• Data section:
- - -

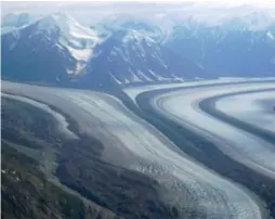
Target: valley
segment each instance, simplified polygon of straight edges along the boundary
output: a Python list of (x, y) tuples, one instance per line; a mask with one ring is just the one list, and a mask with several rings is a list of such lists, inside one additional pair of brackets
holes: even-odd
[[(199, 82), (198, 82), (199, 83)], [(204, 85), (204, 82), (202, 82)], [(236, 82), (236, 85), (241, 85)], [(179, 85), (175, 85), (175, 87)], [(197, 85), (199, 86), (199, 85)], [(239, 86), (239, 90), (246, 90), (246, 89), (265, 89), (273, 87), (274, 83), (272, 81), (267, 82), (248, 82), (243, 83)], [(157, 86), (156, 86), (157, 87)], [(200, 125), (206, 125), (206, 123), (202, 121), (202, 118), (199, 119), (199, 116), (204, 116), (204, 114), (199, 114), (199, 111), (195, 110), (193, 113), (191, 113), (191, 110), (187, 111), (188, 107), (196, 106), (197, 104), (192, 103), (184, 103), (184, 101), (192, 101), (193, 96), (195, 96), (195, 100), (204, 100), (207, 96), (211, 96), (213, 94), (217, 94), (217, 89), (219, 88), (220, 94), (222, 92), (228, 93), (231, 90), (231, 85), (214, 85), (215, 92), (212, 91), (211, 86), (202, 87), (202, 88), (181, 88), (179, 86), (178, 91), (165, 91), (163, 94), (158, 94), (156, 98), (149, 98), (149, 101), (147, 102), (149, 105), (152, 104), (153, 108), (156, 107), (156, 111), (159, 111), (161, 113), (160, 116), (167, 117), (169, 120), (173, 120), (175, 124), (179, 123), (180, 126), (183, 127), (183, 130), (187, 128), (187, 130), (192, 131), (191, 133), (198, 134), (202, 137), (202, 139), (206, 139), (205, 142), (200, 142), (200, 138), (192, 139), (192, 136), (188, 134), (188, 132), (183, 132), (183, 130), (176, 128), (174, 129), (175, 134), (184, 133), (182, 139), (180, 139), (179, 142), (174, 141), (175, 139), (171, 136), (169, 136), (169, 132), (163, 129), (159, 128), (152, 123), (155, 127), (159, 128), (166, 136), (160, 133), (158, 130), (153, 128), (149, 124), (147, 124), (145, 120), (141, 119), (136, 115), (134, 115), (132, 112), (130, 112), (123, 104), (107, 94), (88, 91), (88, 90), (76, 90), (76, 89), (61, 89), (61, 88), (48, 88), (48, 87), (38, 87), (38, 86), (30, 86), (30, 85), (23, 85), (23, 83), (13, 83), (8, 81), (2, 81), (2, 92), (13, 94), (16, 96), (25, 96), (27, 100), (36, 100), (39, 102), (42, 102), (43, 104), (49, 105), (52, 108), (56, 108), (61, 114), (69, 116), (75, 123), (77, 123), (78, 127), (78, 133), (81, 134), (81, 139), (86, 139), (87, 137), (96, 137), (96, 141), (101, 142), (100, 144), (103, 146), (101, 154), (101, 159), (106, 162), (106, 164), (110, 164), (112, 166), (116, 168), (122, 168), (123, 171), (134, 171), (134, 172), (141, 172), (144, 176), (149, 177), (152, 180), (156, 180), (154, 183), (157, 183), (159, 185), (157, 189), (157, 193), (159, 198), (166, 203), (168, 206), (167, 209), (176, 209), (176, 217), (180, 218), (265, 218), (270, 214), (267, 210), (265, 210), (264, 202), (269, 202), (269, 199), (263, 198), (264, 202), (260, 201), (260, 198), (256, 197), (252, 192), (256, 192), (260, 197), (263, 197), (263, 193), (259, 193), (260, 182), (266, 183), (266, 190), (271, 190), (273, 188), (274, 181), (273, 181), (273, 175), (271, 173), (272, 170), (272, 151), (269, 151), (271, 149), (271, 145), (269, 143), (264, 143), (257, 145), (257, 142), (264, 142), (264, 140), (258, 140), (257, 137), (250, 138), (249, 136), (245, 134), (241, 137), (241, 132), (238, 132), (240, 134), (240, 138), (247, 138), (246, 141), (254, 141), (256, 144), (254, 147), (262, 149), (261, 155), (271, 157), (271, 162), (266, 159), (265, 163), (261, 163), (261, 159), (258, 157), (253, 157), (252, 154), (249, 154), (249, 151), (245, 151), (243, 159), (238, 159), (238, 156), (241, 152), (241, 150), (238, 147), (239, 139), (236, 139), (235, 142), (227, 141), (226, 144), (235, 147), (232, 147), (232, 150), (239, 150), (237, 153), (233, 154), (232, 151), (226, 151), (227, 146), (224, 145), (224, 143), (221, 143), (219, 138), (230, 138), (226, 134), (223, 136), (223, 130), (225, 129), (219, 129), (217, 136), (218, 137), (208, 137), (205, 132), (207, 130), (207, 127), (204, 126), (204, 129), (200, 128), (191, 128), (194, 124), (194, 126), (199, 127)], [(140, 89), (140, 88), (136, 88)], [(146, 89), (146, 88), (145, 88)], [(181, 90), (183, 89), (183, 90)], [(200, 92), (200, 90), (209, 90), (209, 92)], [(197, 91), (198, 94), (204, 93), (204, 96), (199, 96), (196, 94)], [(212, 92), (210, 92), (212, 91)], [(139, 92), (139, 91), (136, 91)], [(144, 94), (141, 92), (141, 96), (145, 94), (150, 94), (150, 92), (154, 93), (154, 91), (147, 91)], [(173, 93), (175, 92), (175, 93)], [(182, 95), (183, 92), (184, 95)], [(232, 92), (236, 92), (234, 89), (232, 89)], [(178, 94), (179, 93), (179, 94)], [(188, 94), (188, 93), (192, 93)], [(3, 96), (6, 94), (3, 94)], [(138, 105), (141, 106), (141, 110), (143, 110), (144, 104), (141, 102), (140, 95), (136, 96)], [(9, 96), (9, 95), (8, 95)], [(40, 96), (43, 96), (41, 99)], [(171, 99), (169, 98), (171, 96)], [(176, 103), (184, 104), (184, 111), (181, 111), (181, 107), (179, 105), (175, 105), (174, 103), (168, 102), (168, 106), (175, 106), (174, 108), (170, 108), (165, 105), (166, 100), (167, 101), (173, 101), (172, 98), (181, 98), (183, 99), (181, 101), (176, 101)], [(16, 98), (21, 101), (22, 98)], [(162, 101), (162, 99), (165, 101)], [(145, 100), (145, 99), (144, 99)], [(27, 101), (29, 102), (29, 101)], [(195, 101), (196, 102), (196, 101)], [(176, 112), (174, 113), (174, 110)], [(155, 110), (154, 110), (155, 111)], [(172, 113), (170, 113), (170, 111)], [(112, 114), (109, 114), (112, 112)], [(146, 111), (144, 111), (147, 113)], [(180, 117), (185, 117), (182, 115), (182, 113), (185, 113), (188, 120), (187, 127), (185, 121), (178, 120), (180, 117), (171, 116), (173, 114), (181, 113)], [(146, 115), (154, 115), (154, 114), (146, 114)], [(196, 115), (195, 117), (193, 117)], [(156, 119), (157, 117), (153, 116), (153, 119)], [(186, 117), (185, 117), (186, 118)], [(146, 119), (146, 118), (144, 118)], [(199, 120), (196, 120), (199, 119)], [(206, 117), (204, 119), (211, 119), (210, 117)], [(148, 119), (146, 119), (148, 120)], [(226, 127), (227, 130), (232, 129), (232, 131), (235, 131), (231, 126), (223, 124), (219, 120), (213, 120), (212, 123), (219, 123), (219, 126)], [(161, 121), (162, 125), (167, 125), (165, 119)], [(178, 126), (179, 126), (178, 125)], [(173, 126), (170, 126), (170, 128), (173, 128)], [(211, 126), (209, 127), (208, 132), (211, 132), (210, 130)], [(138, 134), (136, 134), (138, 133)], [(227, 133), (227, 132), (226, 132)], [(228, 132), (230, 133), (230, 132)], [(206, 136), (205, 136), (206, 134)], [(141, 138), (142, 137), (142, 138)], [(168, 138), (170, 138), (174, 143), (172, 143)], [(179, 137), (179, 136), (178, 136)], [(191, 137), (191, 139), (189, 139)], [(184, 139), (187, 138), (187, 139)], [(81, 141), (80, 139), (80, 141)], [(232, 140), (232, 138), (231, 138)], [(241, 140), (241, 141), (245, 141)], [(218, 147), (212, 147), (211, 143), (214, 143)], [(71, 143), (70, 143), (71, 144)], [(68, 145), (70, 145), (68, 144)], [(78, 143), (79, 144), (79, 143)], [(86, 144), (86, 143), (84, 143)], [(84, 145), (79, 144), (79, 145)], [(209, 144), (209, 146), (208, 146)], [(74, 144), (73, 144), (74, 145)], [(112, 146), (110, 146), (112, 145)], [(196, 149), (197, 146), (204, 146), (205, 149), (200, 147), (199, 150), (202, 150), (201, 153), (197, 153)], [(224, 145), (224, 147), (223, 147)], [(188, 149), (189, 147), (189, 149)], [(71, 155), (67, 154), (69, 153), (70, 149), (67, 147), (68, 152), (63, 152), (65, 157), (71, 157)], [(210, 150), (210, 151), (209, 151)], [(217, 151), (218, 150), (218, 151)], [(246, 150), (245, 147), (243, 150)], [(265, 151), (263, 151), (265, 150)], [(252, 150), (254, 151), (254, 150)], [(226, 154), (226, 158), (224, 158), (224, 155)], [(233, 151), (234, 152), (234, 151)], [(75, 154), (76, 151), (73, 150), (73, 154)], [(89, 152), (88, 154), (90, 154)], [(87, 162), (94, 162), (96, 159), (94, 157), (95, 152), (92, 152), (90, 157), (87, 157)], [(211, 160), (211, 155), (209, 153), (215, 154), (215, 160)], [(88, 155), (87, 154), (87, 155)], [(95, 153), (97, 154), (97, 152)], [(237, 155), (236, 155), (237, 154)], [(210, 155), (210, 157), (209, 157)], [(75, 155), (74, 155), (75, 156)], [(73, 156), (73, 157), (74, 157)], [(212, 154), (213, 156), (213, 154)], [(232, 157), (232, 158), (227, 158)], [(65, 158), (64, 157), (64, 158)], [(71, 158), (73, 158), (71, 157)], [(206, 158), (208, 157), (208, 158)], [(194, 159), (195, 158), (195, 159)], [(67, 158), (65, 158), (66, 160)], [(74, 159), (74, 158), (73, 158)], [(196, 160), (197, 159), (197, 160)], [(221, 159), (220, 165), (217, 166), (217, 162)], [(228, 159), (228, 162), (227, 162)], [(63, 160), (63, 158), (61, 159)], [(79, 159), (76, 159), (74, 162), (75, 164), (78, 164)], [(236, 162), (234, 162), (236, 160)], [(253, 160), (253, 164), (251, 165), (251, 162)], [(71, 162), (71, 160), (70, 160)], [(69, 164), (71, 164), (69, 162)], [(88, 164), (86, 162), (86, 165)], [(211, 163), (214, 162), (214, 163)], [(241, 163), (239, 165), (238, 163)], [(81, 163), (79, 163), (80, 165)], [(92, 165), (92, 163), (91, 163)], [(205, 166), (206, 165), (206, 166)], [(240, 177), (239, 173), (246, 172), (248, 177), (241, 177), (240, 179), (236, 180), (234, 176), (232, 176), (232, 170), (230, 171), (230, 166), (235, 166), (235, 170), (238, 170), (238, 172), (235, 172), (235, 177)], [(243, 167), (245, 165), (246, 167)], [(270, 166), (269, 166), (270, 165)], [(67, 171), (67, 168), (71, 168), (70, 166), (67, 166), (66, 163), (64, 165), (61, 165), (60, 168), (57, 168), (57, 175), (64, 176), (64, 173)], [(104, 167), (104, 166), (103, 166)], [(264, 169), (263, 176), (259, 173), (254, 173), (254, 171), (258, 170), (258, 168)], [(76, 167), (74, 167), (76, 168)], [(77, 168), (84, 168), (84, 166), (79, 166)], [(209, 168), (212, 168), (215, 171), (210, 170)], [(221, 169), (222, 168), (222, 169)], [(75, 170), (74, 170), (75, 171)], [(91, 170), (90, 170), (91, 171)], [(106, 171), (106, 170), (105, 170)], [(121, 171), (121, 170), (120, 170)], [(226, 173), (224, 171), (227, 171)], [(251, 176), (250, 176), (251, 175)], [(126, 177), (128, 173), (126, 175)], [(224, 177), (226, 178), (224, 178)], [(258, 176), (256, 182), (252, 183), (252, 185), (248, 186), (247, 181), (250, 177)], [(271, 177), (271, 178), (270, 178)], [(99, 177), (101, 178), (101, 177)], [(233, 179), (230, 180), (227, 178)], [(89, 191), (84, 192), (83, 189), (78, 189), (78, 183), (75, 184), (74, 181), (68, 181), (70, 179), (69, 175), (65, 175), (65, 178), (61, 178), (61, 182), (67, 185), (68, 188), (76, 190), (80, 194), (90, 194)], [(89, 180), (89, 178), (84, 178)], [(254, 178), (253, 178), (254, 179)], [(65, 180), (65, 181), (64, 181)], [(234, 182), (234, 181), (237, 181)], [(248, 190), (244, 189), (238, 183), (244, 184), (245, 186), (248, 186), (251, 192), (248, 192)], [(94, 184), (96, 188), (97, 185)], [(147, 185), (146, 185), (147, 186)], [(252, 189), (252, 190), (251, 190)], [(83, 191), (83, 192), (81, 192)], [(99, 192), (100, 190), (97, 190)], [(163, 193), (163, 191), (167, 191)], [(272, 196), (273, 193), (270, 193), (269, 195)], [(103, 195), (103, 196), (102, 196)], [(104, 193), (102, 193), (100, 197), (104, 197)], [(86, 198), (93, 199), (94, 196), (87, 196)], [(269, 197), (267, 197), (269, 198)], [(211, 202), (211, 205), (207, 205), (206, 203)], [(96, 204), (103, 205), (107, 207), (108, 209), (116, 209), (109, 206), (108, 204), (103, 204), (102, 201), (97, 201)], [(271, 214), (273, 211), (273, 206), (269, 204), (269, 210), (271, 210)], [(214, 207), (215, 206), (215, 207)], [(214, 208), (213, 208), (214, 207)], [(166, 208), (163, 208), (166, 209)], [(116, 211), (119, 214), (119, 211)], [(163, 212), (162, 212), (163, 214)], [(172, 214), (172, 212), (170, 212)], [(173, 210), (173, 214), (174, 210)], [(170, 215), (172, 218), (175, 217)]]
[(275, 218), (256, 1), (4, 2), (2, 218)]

- - -

• Exercise directions: Reproduce word for word the rows from the start through the line containing "holes: even-odd", omitting the picture.

• Written response:
Target: valley
segment each instance, simplified polygon of straight edges along the boundary
output: a Python list of (x, y) tuples, one instance per line; a mask with one ring is just the one list, and a mask with several rings is a list of such lists, inside one additional pair of brackets
holes: even-odd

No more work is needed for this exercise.